- _Instruction_: Please convert the data below into a Markdown table with columns Row and Line. Give each non-blank line its own numbered row and leave blank lines out.

::: Material for this exercise

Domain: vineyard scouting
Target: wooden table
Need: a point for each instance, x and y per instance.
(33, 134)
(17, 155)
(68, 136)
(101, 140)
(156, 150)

::::::

- _The result_:
| Row | Line |
|---|---|
| 1 | Domain: vineyard scouting |
| 2 | Target: wooden table |
| 3 | Need: a point for each instance, x and y per instance. |
| 4 | (33, 134) |
| 5 | (17, 155) |
| 6 | (68, 136) |
| 7 | (101, 140) |
| 8 | (156, 150) |